TEXT TO READ:
^^^^^^^^^^^^^^^^

The sed General Syntax

Following is the general syntax for sed −

/pattern/action

Here, pattern is a regular expression, and action is one of the commands given in the following table. If pattern is omitted, action is performed for every line as we have seen above.

The slash character (/) that surrounds the pattern are required because they are used as delimiters.

S.No. Range & Description
1

p

Prints the line

2

d

Deletes the line

3

s/pattern1/pattern2/

Substitutes the first occurrence of pattern1 with pattern2

Deleting All Lines with sed

We will now understand how to delete all lines with sed. Invoke sed again; but the sed is now supposed to use the editing command delete line, denoted by the single letter d

$ cat /etc/passwd | sed 'd'
$

Instead of invoking sed by sending a file to it through a pipe, the sed can be instructed to read the data from a file, as in the following example.

^^^^^^^^^^^^^^^^

WHAT THIS EXERCISE ASKS:
**1.** In the sed syntax text, why must slashes surround the pattern? Answer in one to three sentences.
**2.** Transcribe the part of the sed syntax text that begins at the words "Here, pattern is" and stops after "have seen above.".

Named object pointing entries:

^^^^^^^^^^^^^^^^

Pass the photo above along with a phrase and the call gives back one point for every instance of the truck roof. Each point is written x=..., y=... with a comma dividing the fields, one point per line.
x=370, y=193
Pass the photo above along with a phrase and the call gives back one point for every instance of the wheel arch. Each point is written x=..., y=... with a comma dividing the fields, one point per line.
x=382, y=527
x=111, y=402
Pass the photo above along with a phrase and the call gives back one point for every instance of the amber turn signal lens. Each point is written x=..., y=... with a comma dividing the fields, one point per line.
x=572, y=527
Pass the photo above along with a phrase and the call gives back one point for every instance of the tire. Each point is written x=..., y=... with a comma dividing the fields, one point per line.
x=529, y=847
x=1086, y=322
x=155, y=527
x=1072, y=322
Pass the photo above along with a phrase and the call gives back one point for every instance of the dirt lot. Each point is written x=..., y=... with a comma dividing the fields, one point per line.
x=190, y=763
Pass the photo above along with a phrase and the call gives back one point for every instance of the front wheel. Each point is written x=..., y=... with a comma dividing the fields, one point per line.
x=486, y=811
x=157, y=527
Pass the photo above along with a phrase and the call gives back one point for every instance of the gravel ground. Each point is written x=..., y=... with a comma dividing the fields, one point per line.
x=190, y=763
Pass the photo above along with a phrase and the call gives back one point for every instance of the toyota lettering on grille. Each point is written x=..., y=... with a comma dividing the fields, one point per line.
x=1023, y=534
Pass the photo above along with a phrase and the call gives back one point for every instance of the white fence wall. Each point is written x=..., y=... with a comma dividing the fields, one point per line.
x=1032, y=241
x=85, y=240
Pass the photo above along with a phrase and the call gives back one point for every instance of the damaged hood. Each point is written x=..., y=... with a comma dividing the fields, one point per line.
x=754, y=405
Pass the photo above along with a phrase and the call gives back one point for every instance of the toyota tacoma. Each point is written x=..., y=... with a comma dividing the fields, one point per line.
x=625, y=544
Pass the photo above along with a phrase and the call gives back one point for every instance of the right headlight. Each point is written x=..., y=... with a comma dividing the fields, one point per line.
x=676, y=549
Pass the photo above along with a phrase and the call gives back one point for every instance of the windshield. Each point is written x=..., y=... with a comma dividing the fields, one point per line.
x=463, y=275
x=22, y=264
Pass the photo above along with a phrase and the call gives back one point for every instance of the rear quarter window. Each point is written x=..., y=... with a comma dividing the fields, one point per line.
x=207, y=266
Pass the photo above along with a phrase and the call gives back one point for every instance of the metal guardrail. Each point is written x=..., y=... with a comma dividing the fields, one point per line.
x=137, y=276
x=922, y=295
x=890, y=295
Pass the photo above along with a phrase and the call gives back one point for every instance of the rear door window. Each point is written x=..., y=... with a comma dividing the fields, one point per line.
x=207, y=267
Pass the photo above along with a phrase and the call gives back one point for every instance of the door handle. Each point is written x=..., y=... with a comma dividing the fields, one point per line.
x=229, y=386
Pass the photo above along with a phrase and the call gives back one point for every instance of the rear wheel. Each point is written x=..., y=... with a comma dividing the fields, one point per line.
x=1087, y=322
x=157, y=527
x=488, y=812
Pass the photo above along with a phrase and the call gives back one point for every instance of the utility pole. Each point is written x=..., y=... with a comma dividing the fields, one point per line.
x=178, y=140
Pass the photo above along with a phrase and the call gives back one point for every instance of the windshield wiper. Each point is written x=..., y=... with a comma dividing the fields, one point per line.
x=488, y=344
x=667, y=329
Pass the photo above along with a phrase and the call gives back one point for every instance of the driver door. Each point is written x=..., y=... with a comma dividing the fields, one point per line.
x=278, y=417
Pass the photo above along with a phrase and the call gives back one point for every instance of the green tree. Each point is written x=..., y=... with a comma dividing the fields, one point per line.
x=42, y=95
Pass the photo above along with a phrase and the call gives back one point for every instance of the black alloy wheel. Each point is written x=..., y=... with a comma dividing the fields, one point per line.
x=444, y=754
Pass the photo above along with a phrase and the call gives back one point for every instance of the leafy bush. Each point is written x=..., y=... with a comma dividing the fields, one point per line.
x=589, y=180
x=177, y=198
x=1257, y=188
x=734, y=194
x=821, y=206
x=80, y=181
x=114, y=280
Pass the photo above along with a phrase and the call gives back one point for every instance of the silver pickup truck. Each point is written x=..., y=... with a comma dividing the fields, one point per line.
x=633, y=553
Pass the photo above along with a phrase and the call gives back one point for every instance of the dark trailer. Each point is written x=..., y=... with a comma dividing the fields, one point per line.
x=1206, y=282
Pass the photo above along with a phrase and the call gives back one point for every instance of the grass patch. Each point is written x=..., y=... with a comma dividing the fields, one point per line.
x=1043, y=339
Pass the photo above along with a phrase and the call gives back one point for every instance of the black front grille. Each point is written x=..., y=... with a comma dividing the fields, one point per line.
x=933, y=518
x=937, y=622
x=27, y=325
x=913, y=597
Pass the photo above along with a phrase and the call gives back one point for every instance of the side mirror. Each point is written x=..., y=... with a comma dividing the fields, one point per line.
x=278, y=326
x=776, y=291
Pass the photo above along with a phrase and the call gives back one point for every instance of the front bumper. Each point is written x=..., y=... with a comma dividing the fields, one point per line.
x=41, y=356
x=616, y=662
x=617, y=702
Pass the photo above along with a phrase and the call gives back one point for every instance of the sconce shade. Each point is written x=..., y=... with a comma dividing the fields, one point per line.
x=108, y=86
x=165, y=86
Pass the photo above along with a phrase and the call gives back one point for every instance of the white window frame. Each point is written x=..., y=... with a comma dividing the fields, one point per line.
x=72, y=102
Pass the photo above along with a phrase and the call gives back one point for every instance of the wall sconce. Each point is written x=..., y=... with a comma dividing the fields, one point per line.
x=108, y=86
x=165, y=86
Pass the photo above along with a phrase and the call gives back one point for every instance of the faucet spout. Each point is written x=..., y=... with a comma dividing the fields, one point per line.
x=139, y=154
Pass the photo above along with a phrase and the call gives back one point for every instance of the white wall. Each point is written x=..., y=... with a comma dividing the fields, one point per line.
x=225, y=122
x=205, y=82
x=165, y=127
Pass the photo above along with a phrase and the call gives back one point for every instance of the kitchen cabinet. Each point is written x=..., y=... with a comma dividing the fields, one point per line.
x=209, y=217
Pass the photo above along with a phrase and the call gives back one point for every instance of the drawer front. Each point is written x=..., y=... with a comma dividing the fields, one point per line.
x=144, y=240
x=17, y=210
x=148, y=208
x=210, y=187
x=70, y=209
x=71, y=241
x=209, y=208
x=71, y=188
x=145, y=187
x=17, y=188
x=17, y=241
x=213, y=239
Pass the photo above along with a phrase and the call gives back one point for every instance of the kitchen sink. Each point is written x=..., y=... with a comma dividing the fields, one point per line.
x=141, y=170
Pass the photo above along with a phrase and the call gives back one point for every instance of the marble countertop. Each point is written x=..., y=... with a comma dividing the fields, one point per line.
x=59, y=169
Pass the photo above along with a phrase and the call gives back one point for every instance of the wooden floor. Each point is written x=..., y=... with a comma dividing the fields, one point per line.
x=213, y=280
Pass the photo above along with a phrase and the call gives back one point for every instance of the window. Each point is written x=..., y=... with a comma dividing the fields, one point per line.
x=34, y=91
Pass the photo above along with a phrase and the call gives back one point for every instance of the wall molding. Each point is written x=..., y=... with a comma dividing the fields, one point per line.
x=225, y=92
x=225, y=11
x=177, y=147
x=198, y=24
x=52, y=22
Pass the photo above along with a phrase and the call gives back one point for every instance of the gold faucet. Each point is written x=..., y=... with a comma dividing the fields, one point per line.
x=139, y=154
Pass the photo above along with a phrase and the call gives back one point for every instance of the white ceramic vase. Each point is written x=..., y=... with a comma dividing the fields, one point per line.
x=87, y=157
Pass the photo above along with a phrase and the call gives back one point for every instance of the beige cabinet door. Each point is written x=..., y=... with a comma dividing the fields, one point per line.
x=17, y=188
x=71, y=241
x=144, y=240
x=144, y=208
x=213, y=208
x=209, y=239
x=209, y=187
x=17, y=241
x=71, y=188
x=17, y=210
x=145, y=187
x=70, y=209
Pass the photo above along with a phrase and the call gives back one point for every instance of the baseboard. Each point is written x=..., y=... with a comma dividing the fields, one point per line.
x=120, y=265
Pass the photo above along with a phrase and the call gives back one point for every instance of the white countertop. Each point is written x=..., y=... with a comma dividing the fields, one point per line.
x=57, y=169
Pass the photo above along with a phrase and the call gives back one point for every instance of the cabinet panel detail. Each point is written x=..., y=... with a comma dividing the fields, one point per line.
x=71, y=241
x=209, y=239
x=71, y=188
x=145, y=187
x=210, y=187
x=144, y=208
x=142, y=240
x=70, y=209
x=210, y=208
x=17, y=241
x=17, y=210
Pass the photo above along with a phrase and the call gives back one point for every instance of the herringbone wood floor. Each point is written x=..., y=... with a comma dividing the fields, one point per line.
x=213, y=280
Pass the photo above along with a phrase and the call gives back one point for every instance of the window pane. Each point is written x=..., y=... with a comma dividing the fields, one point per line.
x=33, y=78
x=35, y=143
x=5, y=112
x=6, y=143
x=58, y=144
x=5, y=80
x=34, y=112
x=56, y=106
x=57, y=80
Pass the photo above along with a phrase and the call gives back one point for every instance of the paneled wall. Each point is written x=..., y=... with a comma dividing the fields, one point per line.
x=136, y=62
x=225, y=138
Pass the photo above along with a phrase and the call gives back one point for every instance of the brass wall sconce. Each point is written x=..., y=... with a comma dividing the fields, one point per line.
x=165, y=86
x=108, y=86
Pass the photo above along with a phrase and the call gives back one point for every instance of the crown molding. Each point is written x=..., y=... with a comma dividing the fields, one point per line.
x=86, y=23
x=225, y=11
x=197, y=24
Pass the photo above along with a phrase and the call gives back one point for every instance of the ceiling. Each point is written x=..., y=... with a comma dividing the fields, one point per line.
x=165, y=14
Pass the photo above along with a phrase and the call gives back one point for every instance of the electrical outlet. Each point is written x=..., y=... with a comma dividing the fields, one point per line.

^^^^^^^^^^^^^^^^

THE RESPONSES:
**1.** The slashes around the pattern are required because they act as delimiters.

**2.**
Here, pattern is a regular expression, and action is one of the commands given in the following table. If pattern is omitted, action is performed for every line as we have seen above.